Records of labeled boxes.

=-=-=

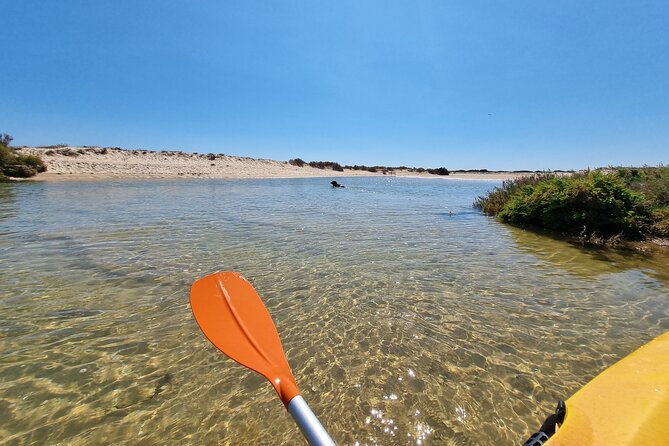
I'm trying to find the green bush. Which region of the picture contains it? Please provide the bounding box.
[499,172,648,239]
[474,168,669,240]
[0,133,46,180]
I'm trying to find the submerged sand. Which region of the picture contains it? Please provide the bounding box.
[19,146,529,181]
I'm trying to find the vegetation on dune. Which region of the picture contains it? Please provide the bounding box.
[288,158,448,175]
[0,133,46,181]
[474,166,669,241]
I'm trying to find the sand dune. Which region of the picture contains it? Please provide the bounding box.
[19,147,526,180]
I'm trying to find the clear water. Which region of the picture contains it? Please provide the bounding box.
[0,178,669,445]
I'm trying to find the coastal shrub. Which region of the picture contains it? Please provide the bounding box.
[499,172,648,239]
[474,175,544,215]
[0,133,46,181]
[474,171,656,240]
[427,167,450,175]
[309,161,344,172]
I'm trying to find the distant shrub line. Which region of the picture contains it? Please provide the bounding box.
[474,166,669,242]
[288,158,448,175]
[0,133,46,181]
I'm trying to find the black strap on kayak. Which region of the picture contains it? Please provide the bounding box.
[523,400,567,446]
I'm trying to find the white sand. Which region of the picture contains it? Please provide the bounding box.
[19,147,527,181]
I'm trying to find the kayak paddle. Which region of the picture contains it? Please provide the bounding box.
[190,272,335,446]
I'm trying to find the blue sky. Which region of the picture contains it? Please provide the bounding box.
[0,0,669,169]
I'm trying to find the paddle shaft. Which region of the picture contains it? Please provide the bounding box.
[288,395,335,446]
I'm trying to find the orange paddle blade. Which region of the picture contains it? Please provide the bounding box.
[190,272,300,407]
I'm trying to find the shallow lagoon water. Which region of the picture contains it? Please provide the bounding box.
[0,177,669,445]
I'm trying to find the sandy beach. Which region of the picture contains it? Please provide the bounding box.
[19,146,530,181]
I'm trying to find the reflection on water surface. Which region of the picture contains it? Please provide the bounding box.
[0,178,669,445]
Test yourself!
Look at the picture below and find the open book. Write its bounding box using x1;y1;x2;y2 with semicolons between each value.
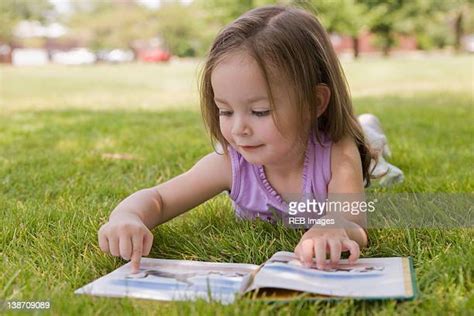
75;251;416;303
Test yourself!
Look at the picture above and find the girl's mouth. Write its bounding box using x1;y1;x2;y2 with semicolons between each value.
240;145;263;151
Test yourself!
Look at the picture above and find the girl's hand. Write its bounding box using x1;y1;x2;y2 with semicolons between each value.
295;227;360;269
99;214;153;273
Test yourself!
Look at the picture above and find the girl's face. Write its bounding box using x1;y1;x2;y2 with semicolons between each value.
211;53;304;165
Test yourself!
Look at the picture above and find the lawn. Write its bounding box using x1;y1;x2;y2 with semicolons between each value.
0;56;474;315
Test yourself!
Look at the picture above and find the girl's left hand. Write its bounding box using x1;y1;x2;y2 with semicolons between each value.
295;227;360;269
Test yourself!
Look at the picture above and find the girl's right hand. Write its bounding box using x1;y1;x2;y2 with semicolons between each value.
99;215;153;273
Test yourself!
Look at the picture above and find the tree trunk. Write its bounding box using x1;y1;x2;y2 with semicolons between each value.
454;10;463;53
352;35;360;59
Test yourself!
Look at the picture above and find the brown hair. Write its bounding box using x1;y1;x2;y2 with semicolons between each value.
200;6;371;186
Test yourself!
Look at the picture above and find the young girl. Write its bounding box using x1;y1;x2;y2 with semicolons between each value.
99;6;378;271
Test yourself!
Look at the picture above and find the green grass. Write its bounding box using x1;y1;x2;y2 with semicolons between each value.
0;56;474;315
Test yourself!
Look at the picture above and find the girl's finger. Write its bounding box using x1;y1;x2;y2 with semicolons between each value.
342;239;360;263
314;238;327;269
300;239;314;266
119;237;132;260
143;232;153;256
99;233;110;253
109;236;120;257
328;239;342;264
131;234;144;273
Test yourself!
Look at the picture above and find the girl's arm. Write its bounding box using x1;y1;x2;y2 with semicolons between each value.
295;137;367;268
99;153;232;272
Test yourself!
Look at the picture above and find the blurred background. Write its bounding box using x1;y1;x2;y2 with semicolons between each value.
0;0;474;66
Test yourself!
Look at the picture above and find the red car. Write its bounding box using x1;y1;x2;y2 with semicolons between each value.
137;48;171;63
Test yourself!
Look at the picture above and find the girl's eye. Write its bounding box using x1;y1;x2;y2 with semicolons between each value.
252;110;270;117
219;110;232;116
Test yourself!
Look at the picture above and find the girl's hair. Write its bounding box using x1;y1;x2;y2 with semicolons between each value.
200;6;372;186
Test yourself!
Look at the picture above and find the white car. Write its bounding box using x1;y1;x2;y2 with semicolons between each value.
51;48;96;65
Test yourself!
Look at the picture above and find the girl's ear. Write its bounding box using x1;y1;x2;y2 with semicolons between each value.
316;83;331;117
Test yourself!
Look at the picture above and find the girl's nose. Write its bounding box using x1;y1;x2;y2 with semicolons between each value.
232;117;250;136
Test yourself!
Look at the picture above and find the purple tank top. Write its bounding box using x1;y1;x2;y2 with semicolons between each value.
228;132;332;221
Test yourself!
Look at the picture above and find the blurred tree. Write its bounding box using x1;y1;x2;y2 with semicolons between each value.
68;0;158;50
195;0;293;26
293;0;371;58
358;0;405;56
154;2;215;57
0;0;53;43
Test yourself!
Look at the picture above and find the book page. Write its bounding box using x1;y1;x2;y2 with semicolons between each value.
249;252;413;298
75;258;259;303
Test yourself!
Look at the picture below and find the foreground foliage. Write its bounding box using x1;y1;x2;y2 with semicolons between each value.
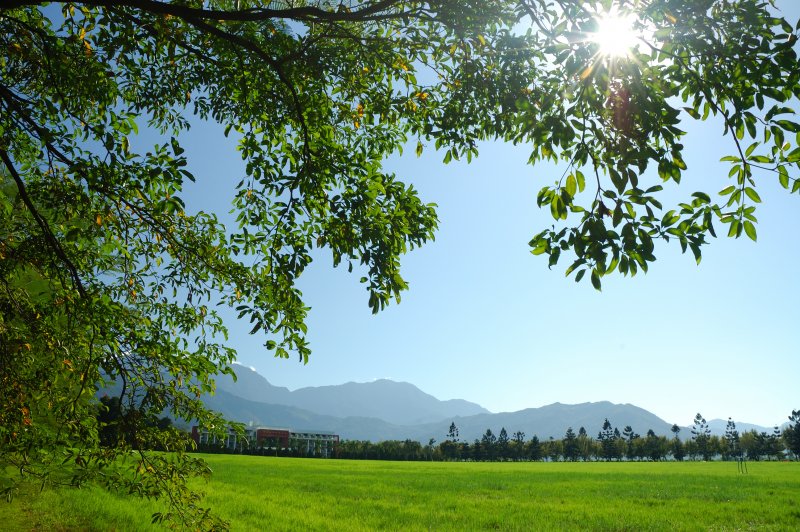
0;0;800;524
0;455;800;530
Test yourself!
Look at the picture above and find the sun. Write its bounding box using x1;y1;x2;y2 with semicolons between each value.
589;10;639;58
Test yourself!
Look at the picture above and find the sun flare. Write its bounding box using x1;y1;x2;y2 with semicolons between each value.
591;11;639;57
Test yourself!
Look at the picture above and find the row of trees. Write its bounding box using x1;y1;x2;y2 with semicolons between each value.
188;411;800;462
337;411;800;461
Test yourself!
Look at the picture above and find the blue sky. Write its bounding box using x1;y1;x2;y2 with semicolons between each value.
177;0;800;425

=-=-=

PROMPT. Rewrite every line of the items above as a JSON list of strings, one string per line, leaving out blank lines and the pictures.

WRITTEN RESPONSE.
[
  "I'm trying to find the green bush. Which region of the picture contains it? Please provide the bounding box.",
  "[499,172,648,239]",
  "[474,168,669,240]",
  "[0,133,46,180]",
  "I'm trying to find the submerged sand. Which region of the picture contains it? Please provide the bounding box.",
  "[19,146,529,181]",
  "I'm trying to find the vegetation on dune. Which region of the picture contains it? Please provide the bounding box.",
  "[288,158,448,175]",
  "[0,133,46,181]",
  "[474,166,669,241]",
  "I'm trying to find the sand dune. Which region of the picture contains it? Please provide the bounding box.",
  "[19,147,526,180]",
  "I'm trying to find the clear water. Which region of the picture contains it? Please provide the bounding box.",
  "[0,178,669,445]",
  "I'm trying to find the coastal shrub. Which region of the picture contains it? Please provide the bounding box.",
  "[499,172,648,239]",
  "[474,175,544,215]",
  "[0,133,46,181]",
  "[474,171,656,240]",
  "[427,167,450,175]",
  "[309,161,344,172]",
  "I'm trying to find the distant shrub line. Which region of the picture contains it? Please provide the bounding box.",
  "[474,166,669,242]",
  "[288,158,448,175]",
  "[0,133,46,181]",
  "I'm trying to find the black strap on kayak. Which region of the picture contains it? Please provide the bounding box.",
  "[523,400,567,446]",
  "I'm trying to find the white sand. Which region of the picture contains it? Please provide the bounding box.",
  "[19,147,527,181]",
  "I'm trying to find the kayak paddle. Which region of the picture contains it? Please provide the bounding box.",
  "[190,272,335,446]",
  "I'm trying to find the blue sky. Which region of the picture contains it? Please provide the bounding box.",
  "[0,0,669,169]",
  "I'm trying to find the paddle shaft. Which region of the picture contains it? Please provide the bounding box.",
  "[288,395,335,446]",
  "I'm trying to find the orange paddle blade. Which region of the picture contains it? Please provide the bounding box.",
  "[190,272,300,407]",
  "I'm trying to find the shallow lagoon water. Which region of the picture contains it? Please provide the bounding box.",
  "[0,177,669,445]",
  "I'm trying to find the sandy beach. Which region of the picture contains it? Please provide the bounding box.",
  "[19,146,530,181]",
  "I'm trying to find the reflection on water surface. Which region of the picture contains it? Please provide the bounding box.",
  "[0,178,669,445]",
  "Test yourself!",
  "Look at the picture below and find the open book. Write its bounding box using x1;y1;x2;y2 with semicolons between each value.",
  "75;251;416;303",
  "Test yourself!",
  "Look at the picture above and find the girl's mouth. Write its bounding box using x1;y1;x2;y2 with semicolons between each value.",
  "240;145;263;151",
  "Test yourself!",
  "Look at the picture above and find the girl's hand. Write its bounding box using x1;y1;x2;y2 with semicolons between each value.",
  "295;227;360;269",
  "99;214;153;273",
  "Test yourself!",
  "Look at the picture above and find the girl's face. Write its bounding box using x1;y1;x2;y2 with semicolons between each value.",
  "211;53;304;165",
  "Test yourself!",
  "Look at the picture above and find the lawn. Write its bounding box using x1;y1;x2;y2 with semicolons between each value.",
  "0;56;474;315",
  "Test yourself!",
  "Look at the picture above and find the girl's left hand. Write its bounding box using x1;y1;x2;y2 with semicolons between each value.",
  "295;227;360;269",
  "Test yourself!",
  "Look at the picture above and find the girl's right hand. Write its bounding box using x1;y1;x2;y2 with semicolons between each value.",
  "99;215;153;273",
  "Test yourself!",
  "Look at the picture above and find the tree trunk. Write its bounding box using x1;y1;x2;y2 with semicolons between each value.",
  "454;10;463;53",
  "352;35;360;59",
  "Test yourself!",
  "Look at the picture above and find the brown hair. Write its bounding box using x1;y1;x2;y2 with semicolons between each value.",
  "200;6;371;186",
  "Test yourself!",
  "Look at the picture above and find the young girl. Write its bounding box using x1;y1;x2;y2 with semicolons between each value.",
  "99;6;378;271",
  "Test yourself!",
  "Look at the picture above and find the green grass. Write its bounding box using x1;y1;x2;y2 with semicolons between each value.",
  "0;56;474;315",
  "Test yourself!",
  "Look at the picture above and find the girl's finger. Write its bounding box using x1;y1;x2;y2 with semicolons between each value.",
  "342;239;360;263",
  "314;238;327;269",
  "300;239;314;266",
  "119;237;132;260",
  "143;232;153;256",
  "99;233;110;253",
  "109;236;120;257",
  "328;239;342;264",
  "131;234;144;273",
  "Test yourself!",
  "Look at the picture above and find the girl's arm. Write its bounding box using x1;y1;x2;y2 with semicolons between each value.",
  "295;137;367;268",
  "99;153;232;272",
  "Test yourself!",
  "Look at the picture above and find the blurred background. Write its bounding box using x1;y1;x2;y2 with semicolons between each value.",
  "0;0;474;66",
  "Test yourself!",
  "Look at the picture above and find the red car. Write its bounding box using x1;y1;x2;y2 with semicolons between each value.",
  "137;48;171;63",
  "Test yourself!",
  "Look at the picture above and find the girl's eye. Write its bounding box using x1;y1;x2;y2 with semicolons between each value.",
  "252;110;270;117",
  "219;110;232;116",
  "Test yourself!",
  "Look at the picture above and find the girl's hair. Write its bounding box using x1;y1;x2;y2 with semicolons between each value.",
  "200;6;372;186",
  "Test yourself!",
  "Look at the picture above and find the white car. Write its bounding box using x1;y1;x2;y2 with semicolons between each value.",
  "51;48;96;65",
  "Test yourself!",
  "Look at the picture above and find the girl's ear. Write its bounding box using x1;y1;x2;y2 with semicolons between each value.",
  "316;83;331;117",
  "Test yourself!",
  "Look at the picture above and find the girl's nose. Write its bounding box using x1;y1;x2;y2 with semicolons between each value.",
  "232;117;250;136",
  "Test yourself!",
  "Look at the picture above and find the purple tank top. Write its bounding box using x1;y1;x2;y2 with semicolons between each value.",
  "228;132;332;221",
  "Test yourself!",
  "Look at the picture above and find the blurred tree. Write its bounding box using x1;y1;x2;y2 with semicolons between each value.",
  "68;0;158;50",
  "195;0;293;26",
  "293;0;371;58",
  "358;0;405;56",
  "154;2;215;57",
  "0;0;53;43",
  "Test yourself!",
  "Look at the picture above and find the book page. Write its bounding box using x1;y1;x2;y2 with semicolons between each value.",
  "249;252;413;298",
  "75;258;259;303",
  "Test yourself!",
  "Look at the picture below and find the foreground foliage. Write its bounding box using x1;y1;x2;y2 with semicolons between each value.",
  "0;0;800;524",
  "0;455;800;530",
  "Test yourself!",
  "Look at the picture above and find the sun. Write its bounding box using x1;y1;x2;y2 with semicolons between each value.",
  "589;10;639;58",
  "Test yourself!",
  "Look at the picture above and find the sun flare. Write its bounding box using x1;y1;x2;y2 with semicolons between each value.",
  "591;11;639;57",
  "Test yourself!",
  "Look at the picture above and find the row of trees. Write its bounding box using x1;y1;x2;y2 with semicolons between each value.",
  "188;411;800;462",
  "337;411;800;461",
  "Test yourself!",
  "Look at the picture above and find the blue sky. Write its bounding box using x1;y1;x2;y2 with semicolons between each value.",
  "177;0;800;425"
]